[Start of section]

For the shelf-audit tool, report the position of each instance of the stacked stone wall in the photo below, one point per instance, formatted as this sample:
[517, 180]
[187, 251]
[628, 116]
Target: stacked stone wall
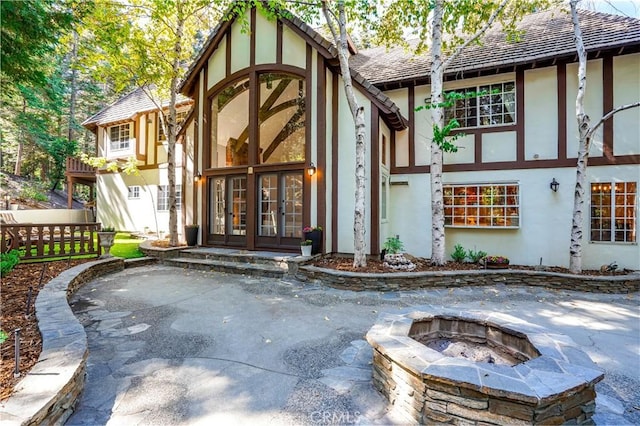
[49, 393]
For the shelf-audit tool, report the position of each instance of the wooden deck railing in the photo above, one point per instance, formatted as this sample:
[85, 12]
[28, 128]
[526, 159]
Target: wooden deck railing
[48, 240]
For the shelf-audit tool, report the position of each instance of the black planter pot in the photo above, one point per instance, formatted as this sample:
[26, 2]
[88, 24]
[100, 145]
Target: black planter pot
[191, 235]
[316, 237]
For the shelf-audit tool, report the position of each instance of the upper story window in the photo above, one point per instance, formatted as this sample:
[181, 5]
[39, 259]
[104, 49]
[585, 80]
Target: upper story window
[614, 212]
[280, 121]
[134, 192]
[497, 107]
[180, 116]
[119, 137]
[163, 197]
[482, 205]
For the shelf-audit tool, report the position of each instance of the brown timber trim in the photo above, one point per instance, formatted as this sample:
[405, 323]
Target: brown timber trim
[307, 180]
[246, 73]
[321, 140]
[334, 163]
[374, 220]
[562, 110]
[252, 38]
[279, 41]
[412, 126]
[520, 115]
[607, 105]
[227, 60]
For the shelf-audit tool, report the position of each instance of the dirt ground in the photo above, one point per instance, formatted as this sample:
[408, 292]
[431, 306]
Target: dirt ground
[14, 293]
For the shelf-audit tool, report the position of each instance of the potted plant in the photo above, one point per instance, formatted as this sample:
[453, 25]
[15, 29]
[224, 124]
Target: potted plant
[106, 238]
[313, 233]
[496, 262]
[191, 234]
[305, 247]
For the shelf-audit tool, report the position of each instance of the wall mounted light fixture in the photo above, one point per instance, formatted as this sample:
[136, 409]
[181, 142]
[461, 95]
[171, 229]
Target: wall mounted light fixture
[311, 170]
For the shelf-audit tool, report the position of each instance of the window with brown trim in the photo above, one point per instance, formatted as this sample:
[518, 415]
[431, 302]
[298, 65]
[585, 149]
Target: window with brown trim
[494, 205]
[496, 107]
[614, 212]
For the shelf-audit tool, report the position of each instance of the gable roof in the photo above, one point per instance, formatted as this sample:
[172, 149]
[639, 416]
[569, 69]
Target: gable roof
[316, 40]
[127, 108]
[547, 35]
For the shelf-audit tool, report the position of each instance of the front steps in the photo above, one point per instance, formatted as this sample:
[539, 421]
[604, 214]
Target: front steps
[255, 263]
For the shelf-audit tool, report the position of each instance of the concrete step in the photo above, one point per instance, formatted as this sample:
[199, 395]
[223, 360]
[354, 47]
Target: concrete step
[277, 260]
[232, 267]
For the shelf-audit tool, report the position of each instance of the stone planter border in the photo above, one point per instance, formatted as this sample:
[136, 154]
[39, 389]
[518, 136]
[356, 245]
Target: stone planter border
[49, 392]
[394, 281]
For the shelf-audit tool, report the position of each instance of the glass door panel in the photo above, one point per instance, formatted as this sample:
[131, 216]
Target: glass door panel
[291, 205]
[268, 206]
[237, 224]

[End of section]

**YOUR OBJECTIVE:**
Give back each entry exactly as it appears, with no pictures.

**TASK SOLUTION:**
For the shelf-audit tool, report the position of each instance of the stacked stone wall in the photo below, one point per instance, formatted as this sample:
[517, 180]
[187, 251]
[628, 116]
Target: stacked stone wall
[49, 393]
For the shelf-audit tool, report the position of each instance of the wooden deck railing in the photo above, one point per instance, formatted as this sample:
[85, 12]
[28, 128]
[526, 159]
Target: wooden deck railing
[48, 240]
For the shelf-audit tool, report the position of each instance of the black planter pot in the photo above, one point per instance, formatted as this sample:
[26, 2]
[88, 24]
[100, 145]
Target: black planter pot
[191, 235]
[316, 237]
For the shelf-audit tool, report the position of each instance of the upper story window in the photo above, one point per instance, formatted as this sample:
[181, 5]
[39, 259]
[104, 49]
[585, 80]
Target: upper story window
[614, 212]
[280, 121]
[134, 192]
[497, 107]
[180, 116]
[119, 137]
[163, 197]
[482, 205]
For the shelf-audit tool, report the position of each instance of the brown timber trim in the photo above, one point per instance, formatted as this sample:
[405, 323]
Target: brown timber trim
[307, 180]
[246, 73]
[321, 140]
[334, 163]
[374, 220]
[562, 110]
[252, 38]
[279, 41]
[412, 126]
[520, 115]
[607, 105]
[227, 60]
For the shelf-audit tool, report the position of each instance of the dirt ground in the photo above, one point per instance, formatted as this sample:
[408, 292]
[431, 306]
Target: dirt ground
[14, 293]
For the shelf-audit tool, report the position of each instance of the potted plant in the photo above, one point per instance, formatted as this sample:
[453, 25]
[15, 29]
[224, 124]
Target: potted plant
[106, 238]
[313, 233]
[496, 262]
[191, 234]
[305, 247]
For the shelf-audit tool, report the position of each instance of the wall mounted light fixture in the photo above, one point per instance, formatted as this sample:
[136, 409]
[181, 142]
[461, 95]
[171, 229]
Target: wall mounted light fixture
[311, 170]
For the shelf-audit tool, report the position of each instance of the window with brown trim in the photo above, one point per instance, formatted as this sample:
[518, 415]
[431, 302]
[298, 65]
[585, 149]
Target: window with brown trim
[494, 205]
[496, 107]
[614, 212]
For the shelf-audit tool, report the position of each instance of the gable roof in the photo above, one point per instance, formatted as this sample:
[172, 149]
[639, 416]
[569, 69]
Target: gable roof
[316, 40]
[127, 108]
[547, 35]
For the shelf-audit tool, report the position of each instance of the front steps in the photo above, one point per instance, formatted as this sample:
[539, 421]
[604, 214]
Target: front steps
[255, 263]
For the shelf-audit tool, report the position of each instance of the concrete step in the photo above, one point per instance, formatted as this sample:
[199, 395]
[223, 360]
[354, 47]
Target: concrete step
[277, 260]
[232, 267]
For the shelf-audit tool, report the position of each instance of the stone planter border in the photo above, one point per instance, formatted as this sample:
[136, 154]
[39, 389]
[518, 136]
[356, 245]
Target: stone planter border
[49, 392]
[394, 281]
For the shelf-audit tool, report the position of each instance of the glass door panel in the photo above, one point per instance, formatted as this sample:
[131, 216]
Target: glass door panel
[291, 205]
[268, 206]
[237, 224]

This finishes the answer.